Extracted data entries:
● ● ●
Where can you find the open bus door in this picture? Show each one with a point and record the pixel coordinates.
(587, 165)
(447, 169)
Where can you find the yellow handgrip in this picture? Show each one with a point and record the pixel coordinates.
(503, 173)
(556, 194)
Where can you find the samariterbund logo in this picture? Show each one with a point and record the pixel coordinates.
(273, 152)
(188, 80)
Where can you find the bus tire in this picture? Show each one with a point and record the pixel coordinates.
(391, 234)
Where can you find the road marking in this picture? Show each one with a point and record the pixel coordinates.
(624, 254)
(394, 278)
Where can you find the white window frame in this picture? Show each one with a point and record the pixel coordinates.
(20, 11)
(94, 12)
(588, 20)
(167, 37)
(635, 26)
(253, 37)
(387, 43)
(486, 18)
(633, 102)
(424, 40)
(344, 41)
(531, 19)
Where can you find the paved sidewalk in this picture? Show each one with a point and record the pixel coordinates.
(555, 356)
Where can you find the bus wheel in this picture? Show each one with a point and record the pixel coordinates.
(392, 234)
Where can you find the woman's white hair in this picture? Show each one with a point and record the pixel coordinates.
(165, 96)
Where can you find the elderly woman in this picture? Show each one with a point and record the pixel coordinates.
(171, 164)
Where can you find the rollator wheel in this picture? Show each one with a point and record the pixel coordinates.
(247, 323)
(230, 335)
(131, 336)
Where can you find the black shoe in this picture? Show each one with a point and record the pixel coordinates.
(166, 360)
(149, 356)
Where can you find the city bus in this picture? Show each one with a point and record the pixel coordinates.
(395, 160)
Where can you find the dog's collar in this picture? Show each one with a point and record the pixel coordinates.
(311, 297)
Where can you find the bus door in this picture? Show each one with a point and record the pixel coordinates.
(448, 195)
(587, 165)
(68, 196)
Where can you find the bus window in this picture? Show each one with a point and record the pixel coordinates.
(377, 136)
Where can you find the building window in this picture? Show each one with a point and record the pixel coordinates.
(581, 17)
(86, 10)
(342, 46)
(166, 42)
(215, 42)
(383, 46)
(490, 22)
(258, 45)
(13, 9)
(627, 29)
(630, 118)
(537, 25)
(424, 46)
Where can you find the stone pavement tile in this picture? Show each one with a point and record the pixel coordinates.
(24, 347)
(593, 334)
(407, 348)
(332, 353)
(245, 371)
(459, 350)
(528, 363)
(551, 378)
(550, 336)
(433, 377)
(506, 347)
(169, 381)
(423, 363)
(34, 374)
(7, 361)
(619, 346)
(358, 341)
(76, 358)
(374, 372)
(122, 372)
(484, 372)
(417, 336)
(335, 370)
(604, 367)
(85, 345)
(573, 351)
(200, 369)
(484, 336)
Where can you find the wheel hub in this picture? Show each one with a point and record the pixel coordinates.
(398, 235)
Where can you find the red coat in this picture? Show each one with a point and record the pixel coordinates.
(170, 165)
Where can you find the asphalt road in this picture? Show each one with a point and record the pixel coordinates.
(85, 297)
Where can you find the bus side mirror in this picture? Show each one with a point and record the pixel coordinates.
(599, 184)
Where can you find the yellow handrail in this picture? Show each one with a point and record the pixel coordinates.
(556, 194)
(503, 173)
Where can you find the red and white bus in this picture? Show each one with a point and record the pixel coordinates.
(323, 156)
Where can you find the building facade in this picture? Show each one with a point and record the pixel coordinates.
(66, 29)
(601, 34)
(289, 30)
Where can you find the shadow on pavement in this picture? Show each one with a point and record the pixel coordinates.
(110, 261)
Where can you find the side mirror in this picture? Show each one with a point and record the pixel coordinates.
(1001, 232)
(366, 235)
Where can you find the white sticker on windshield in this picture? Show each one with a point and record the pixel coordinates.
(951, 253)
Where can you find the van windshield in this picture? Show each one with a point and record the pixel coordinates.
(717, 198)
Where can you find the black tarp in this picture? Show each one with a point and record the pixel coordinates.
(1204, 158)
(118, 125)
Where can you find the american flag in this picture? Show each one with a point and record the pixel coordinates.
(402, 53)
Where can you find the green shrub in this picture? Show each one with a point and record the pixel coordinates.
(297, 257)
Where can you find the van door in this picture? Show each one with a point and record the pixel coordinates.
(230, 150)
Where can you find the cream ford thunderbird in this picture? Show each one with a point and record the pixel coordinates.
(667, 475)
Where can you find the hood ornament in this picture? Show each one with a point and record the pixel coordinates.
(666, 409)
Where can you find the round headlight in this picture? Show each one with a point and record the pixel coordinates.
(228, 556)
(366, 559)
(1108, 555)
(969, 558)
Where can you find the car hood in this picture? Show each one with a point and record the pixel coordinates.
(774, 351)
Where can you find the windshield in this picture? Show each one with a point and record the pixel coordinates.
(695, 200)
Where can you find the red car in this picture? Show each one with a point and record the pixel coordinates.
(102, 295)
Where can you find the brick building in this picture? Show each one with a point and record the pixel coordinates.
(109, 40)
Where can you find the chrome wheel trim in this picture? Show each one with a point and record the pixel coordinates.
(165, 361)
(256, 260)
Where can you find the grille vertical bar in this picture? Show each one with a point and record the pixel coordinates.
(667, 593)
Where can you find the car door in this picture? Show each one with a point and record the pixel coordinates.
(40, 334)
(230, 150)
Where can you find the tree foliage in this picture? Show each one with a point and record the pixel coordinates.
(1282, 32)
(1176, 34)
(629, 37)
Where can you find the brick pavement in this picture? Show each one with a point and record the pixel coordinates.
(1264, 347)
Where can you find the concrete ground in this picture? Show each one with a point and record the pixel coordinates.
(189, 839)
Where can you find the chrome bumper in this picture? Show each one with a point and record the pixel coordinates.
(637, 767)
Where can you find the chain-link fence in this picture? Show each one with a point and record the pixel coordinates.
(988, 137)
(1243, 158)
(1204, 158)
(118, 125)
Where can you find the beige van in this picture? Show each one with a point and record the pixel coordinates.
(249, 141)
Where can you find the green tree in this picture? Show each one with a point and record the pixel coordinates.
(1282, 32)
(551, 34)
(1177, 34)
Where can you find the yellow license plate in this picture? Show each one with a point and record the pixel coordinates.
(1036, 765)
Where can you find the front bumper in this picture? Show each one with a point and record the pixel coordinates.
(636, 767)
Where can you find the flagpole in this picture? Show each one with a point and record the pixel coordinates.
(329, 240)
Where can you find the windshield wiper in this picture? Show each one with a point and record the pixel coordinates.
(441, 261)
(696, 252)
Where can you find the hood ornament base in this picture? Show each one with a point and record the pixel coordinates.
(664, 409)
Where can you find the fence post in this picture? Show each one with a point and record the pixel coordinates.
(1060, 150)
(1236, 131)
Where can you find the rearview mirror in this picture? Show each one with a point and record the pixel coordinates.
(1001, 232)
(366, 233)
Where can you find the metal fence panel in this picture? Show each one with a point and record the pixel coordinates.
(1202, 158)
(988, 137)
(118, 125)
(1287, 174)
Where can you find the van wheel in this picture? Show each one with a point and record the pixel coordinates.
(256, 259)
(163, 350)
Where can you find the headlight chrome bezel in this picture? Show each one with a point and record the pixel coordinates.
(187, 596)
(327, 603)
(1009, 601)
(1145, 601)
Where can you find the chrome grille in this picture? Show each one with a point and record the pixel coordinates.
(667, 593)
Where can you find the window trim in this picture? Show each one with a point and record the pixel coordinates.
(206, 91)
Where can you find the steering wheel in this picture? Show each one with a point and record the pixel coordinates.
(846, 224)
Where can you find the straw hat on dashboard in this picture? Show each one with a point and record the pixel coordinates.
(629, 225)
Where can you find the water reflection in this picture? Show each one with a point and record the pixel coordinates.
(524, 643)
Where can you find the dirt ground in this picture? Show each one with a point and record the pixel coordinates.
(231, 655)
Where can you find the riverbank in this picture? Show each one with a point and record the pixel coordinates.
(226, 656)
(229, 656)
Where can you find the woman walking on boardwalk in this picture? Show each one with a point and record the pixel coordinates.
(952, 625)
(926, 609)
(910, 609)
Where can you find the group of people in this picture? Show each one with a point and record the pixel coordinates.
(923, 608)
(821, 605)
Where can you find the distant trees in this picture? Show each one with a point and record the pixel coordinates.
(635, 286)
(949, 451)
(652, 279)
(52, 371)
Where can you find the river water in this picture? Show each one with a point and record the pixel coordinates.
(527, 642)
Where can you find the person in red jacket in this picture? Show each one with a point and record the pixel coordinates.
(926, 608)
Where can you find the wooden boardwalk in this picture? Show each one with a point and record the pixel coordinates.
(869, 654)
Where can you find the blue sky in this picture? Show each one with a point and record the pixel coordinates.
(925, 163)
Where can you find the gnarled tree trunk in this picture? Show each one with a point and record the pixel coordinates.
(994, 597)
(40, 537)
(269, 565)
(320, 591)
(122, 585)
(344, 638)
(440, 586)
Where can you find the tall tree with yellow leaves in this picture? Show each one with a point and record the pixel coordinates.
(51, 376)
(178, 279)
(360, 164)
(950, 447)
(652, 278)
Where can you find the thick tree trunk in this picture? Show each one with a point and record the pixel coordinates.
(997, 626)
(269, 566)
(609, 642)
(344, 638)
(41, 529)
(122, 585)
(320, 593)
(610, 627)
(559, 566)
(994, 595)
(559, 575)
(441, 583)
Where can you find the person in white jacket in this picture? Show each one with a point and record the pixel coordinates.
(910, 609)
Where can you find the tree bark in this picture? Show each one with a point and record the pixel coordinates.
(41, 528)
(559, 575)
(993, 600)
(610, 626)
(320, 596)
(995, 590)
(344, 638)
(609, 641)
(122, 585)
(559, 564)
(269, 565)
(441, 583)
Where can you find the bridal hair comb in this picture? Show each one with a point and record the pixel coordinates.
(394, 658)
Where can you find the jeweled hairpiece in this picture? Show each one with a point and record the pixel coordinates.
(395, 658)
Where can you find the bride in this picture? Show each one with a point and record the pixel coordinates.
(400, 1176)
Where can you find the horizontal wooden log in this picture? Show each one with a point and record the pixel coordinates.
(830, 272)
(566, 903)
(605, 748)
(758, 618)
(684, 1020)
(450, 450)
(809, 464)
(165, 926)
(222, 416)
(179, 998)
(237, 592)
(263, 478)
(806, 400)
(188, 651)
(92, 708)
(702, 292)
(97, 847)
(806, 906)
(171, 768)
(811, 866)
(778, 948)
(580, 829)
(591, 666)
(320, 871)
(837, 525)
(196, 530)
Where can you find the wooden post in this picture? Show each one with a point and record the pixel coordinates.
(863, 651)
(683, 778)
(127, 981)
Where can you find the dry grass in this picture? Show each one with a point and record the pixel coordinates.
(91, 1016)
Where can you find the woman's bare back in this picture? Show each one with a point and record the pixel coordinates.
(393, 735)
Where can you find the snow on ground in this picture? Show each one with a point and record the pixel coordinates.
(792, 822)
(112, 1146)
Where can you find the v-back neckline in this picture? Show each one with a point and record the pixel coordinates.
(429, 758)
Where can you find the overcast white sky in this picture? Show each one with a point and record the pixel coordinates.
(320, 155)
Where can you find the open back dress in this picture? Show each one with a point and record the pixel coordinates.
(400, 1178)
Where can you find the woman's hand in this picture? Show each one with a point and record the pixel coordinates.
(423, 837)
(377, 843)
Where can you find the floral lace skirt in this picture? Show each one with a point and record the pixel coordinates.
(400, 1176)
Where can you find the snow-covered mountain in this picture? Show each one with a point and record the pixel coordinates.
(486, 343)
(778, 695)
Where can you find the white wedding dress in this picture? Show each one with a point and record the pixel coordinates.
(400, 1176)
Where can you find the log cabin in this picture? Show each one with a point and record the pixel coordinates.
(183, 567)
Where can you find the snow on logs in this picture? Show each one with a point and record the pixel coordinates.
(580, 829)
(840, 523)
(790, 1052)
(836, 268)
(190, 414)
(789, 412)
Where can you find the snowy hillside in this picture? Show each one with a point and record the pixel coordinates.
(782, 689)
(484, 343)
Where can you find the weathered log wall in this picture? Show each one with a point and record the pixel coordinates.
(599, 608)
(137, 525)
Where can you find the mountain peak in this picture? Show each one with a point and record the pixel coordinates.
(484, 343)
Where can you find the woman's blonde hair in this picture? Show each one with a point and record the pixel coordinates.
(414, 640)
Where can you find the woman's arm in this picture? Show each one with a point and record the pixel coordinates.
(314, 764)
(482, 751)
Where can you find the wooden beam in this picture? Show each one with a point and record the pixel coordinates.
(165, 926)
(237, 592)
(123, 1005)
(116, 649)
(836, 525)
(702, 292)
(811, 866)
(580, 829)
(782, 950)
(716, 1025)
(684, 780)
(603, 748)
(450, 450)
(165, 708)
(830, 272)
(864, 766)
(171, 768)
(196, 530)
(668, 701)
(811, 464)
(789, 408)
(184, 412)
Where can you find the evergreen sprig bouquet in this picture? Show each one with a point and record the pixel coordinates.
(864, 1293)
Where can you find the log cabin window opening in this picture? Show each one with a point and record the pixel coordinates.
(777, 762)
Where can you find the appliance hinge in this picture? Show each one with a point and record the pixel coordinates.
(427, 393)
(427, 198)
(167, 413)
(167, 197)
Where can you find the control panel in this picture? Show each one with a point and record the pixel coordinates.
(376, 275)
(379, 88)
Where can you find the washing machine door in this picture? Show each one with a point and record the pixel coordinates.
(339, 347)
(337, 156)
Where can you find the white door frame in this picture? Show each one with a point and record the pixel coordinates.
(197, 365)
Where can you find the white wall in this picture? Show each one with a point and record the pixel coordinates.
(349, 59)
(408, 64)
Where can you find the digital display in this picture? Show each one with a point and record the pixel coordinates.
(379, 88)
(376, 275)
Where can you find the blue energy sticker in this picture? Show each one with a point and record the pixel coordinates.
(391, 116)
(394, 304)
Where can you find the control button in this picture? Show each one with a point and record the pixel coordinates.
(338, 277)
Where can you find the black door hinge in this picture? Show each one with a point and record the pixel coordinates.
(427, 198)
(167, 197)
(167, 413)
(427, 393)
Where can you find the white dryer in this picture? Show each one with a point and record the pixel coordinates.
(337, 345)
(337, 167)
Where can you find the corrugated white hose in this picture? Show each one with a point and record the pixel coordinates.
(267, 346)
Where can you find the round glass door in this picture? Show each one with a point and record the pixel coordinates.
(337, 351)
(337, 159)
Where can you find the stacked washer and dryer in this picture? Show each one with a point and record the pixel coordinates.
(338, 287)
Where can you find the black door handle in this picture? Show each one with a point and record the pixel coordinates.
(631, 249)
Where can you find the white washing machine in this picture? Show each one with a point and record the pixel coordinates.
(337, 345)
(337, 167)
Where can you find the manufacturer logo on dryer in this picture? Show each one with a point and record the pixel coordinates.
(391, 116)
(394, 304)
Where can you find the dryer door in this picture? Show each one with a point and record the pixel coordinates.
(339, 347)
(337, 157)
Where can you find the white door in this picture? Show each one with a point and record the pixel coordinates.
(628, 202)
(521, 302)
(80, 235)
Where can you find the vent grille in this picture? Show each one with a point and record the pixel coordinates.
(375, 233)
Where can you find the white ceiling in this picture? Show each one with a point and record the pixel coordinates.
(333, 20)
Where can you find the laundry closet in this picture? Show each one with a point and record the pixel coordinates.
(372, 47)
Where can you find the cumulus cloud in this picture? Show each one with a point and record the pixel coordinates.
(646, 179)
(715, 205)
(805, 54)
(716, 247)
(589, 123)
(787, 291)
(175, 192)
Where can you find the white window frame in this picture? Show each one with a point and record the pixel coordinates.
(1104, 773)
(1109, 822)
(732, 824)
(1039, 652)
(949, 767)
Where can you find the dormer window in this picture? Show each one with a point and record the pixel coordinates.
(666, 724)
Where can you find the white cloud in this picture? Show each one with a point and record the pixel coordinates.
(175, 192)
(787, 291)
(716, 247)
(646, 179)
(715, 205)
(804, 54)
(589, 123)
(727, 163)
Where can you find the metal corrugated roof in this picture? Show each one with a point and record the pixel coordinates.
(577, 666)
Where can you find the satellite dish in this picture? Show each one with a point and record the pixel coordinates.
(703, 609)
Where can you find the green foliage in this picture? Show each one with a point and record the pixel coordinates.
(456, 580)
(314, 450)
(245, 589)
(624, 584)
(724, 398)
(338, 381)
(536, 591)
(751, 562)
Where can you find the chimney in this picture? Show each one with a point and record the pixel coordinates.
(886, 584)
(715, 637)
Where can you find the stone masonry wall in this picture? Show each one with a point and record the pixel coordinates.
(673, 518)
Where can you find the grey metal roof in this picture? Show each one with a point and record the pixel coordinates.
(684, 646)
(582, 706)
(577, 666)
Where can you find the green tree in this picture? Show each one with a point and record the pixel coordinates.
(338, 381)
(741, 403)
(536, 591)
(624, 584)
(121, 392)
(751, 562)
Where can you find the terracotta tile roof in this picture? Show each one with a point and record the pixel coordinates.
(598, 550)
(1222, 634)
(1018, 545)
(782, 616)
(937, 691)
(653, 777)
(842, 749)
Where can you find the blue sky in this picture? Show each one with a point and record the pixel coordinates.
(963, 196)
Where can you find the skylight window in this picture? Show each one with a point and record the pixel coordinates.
● ● ●
- [Aim of the task]: Exact copies of the line containing "Where can you find the terracotta" and of every line after it through the end of the entries are all that should be output.

- [Exercise response]:
Where can you find the terracotta tile roof in this picture? Show each one with a point and record the pixel coordinates.
(598, 550)
(1222, 634)
(1018, 545)
(782, 616)
(937, 691)
(653, 777)
(842, 749)
Where can you find the blue sky in this picture? Show each one with a point and record the pixel coordinates.
(963, 196)
Where can you find the skylight window in this picture? Show each one with a point and record the pixel coordinates.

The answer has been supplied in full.